__Task statement__.
Rewrite the part of the entries that opens with the line containing "Draw the outline of every instance of the yellow" and runs through the end of the entries, changing "yellow hard hat" to "blue hard hat" and leaving everything else as it is.
>> BEGIN Raw records
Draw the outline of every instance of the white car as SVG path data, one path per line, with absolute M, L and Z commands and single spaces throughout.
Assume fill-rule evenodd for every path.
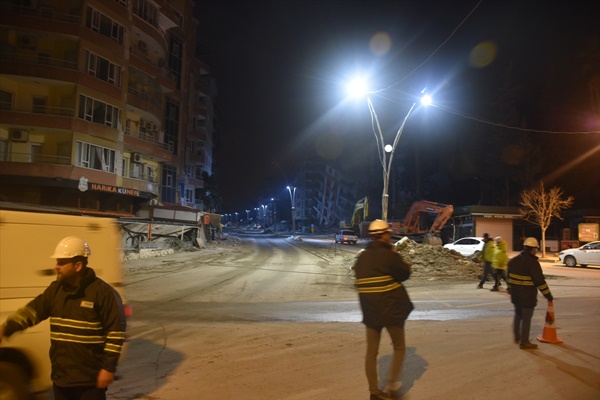
M 600 265 L 600 241 L 584 244 L 576 249 L 563 250 L 558 253 L 560 262 L 567 267 L 577 264 L 586 267 L 588 264 Z
M 459 252 L 465 257 L 481 253 L 485 242 L 481 237 L 466 237 L 444 245 L 445 249 Z
M 350 243 L 356 244 L 358 242 L 358 236 L 354 234 L 354 231 L 348 229 L 342 229 L 338 233 L 335 234 L 335 242 L 336 243 Z

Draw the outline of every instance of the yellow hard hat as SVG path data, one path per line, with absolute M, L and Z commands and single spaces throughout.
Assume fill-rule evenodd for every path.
>> END Raw records
__Solution to the problem__.
Draw the outline of every instance of the blue hard hat as SVG path data, one path per line, with absolute M, L and Z commands and single spaces throughout.
Assume fill-rule evenodd for every path.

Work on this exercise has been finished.